_Your tasks_
A) Answer these questions using the article about the Sassetta restaurant:
(i) In what year did Sassetta first open in the Dallas Design District?
(ii) Who is the executive chef behind the menu?
(iii) What secret ingredient goes into the Bolognese sauce?
B) Print the part of the article about the Sassetta restaurant starting at "With its subtle" and ending at "a Sunday afternoon.", word for word.

*** Opening of Text segment ***

Restaurants / Openings

With a Slick Design and ‘Wall Couture,’ Sassetta’s Downtown Dallas Comeback Commands the Joule Lobby

The Tuscan-Inspired Eatery is Back and Prettier Than Ever Thanks to Dallas Designer Jean Liu

BY // 06.03.22
photography Douglas Friedman

A visit to the new Italian eatery Sassetta is like visiting an old friend — one you hadn’t seen in years and looking better than ever, with a fresh attitude. The Headington Companies concept premiered in the Dallas Design District in 2017 but, like so many others, closed during the pandemic. The restaurant now commands the lobby of The Joule hotel, taking over the space of the former Americano, and has been reimagined by Dallas designer Jean Liu.

Tim Headington, who has led the renaissance of downtown Dallas (with The Joule and Forty Five Ten) for more than a decade, named Sassetta after a village in the region of Tuscany for which he has a soft spot. Before my visit, I asked Liu to name a favorite design element, and I spotted it right away: “The de Gournay mural probably takes the cake,” she said. “It’s an abstracted landscape of the Tuscan hillside representing the restaurant’s namesake, the village of Sassetta. It was a custom piece we collaborated on for months with de Gournay. The embroidered sections throughout make it hard to call it a wallcovering — instead, we prefer to consider it wall couture.” And we agree: The mural, with its undulating shades of browns, reds, and burnt orange, is dramatic.

550 3.jpg MUST RUN (Photo by Douglas Friedman)
Hen o’ the Woods pizza and the Il Buco Vita Goddess pitcher. (Photo by Thanin Viriyaki)

We were seated in the area of the dining room that had been opened up to create a patio-like al fresco setting with views of the cosmopolitan sidewalk action. We began with a Carmenta’s Spell cocktail, which is named for the Roman goddess. Not only was it delish, but we loved the whimsical Il Buco Vita hand-blown Goddess pitcher it’s served in, which resembles a voluptuous angel. The pitcher will easily draw two to four guests into her intoxicating spell. (A limited number of the pitchers are available for sale at Forty Five Ten.)

The menu at first seems classically Italian, but a closer look at the ingredients reveals intriguing tastes. Conceived by executive chef Mat Urban, the menu references the Mediterranean regions of Southern France, Northern Africa, and Spain. When asked about his personal favorites, Urban says, “I go straight for the Bolognese. Everything is house-made, from the noodles to ground meats and guanciale made at Commissary. Our secret ingredient is a bit of chicken liver in the sauce for extra flavor and richness.”

528 JeanLiu_Sassetta_066-F (Photo by Douglas Friedman)
Liu designed Sassetta in The Joule to be a subtle nod to Harry’s Bar in Venice. (Photo by Douglas Friedman)

With its subtle nod to Harry’s Bar in Venice, this new incarnation will be a hit with all who have missed Sassetta. Currently open only for dinner, we’re hopeful brunch might soon be on the horizon. We’re always on the lookout for a relaxed, picture-perfect spot with intriguing people watching to while away a Sunday afternoon.

*** Close of Text segment ***
*** Opening of Available data ***

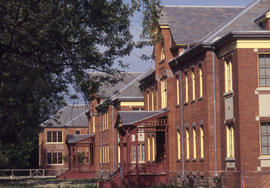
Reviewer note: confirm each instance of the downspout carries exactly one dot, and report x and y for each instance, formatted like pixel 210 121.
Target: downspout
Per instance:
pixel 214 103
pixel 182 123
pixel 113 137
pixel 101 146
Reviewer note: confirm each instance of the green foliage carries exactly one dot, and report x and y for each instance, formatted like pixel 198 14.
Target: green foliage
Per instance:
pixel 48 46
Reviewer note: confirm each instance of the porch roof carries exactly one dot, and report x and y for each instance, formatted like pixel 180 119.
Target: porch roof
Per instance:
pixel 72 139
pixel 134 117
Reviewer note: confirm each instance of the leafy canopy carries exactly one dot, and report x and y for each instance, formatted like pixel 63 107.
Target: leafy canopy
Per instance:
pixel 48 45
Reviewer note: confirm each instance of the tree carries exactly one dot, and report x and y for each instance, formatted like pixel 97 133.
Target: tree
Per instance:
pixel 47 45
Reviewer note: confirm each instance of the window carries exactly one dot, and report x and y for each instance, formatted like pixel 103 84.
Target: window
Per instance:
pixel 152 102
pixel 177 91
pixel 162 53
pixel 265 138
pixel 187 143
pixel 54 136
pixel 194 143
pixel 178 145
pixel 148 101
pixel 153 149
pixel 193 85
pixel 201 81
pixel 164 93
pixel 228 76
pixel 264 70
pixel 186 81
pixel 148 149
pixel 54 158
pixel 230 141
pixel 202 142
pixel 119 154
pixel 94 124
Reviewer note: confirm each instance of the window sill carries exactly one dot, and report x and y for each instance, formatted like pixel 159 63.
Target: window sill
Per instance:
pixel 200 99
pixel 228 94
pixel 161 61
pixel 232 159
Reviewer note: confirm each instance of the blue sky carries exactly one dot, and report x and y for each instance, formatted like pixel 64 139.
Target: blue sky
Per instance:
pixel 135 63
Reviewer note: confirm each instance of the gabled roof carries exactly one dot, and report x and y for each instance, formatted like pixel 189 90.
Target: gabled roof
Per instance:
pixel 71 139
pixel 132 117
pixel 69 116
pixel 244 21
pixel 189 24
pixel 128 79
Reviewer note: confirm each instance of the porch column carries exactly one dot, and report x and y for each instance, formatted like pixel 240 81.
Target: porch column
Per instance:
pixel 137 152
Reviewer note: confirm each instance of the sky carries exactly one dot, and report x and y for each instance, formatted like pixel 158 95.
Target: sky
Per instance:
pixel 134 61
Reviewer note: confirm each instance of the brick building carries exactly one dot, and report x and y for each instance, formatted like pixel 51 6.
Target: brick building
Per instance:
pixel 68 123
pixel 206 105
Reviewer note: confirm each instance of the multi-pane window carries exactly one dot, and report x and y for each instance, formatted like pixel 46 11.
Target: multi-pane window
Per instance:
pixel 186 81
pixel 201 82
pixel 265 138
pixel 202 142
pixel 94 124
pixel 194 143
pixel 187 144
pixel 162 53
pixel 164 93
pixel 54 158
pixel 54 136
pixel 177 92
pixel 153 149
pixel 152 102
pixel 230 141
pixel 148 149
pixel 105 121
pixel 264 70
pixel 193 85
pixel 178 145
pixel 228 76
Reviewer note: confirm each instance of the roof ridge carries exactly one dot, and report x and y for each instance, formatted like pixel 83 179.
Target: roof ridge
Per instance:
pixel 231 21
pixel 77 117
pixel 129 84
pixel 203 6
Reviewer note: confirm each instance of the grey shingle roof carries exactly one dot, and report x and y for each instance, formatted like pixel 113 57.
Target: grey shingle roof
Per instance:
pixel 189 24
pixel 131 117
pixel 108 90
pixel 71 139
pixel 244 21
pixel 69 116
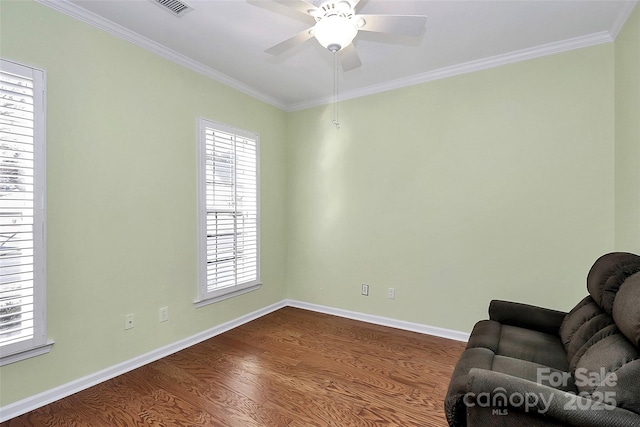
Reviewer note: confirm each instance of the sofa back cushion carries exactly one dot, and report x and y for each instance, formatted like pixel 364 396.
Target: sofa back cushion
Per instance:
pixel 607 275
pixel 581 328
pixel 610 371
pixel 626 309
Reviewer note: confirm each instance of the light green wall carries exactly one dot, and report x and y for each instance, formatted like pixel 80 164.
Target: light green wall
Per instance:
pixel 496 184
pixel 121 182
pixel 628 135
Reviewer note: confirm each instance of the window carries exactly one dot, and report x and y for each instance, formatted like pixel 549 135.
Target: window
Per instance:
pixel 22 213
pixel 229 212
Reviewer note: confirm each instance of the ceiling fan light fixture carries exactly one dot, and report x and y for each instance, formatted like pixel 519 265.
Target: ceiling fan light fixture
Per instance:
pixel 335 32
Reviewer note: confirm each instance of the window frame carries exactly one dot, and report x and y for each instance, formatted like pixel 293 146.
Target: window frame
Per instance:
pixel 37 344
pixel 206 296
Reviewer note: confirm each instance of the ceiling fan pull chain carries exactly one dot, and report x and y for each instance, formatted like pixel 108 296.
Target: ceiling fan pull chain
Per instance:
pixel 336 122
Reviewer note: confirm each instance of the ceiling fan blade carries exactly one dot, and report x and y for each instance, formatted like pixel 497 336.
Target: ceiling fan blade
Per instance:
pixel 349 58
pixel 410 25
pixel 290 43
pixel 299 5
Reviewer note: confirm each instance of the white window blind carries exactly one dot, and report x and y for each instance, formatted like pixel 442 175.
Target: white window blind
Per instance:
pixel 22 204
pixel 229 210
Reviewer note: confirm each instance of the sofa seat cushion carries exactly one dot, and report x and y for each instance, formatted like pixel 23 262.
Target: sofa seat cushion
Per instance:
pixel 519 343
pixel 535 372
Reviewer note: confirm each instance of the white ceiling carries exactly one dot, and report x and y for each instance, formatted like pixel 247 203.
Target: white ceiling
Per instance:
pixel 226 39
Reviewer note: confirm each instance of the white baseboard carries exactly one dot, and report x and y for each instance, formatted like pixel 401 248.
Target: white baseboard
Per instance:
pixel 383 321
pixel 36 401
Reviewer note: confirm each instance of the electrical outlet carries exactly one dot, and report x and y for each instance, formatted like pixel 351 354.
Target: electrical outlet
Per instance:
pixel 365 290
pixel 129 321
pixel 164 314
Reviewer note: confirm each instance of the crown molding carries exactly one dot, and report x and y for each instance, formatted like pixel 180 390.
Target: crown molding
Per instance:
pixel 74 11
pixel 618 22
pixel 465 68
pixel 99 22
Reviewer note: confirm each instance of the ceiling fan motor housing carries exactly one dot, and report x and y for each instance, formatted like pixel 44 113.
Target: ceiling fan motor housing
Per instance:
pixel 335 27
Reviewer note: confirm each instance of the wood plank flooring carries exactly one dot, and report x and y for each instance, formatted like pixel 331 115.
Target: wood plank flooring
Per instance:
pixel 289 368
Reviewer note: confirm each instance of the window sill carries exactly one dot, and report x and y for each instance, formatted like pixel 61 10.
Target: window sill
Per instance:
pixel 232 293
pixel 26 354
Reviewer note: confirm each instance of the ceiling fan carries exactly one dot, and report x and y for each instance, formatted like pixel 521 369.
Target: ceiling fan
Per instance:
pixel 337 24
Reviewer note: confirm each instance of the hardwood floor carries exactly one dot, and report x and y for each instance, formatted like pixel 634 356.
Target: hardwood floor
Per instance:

*** Close of Available data ***

_Answer section_
A)
(i) 2017
(ii) Mat Urban
(iii) A bit of chicken liver

B)
With its subtle nod to Harry’s Bar in Venice, this new incarnation will be a hit with all who have missed Sassetta. Currently open only for dinner, we’re hopeful brunch might soon be on the horizon. We’re always on the lookout for a relaxed, picture-perfect spot with intriguing people watching to while away a Sunday afternoon.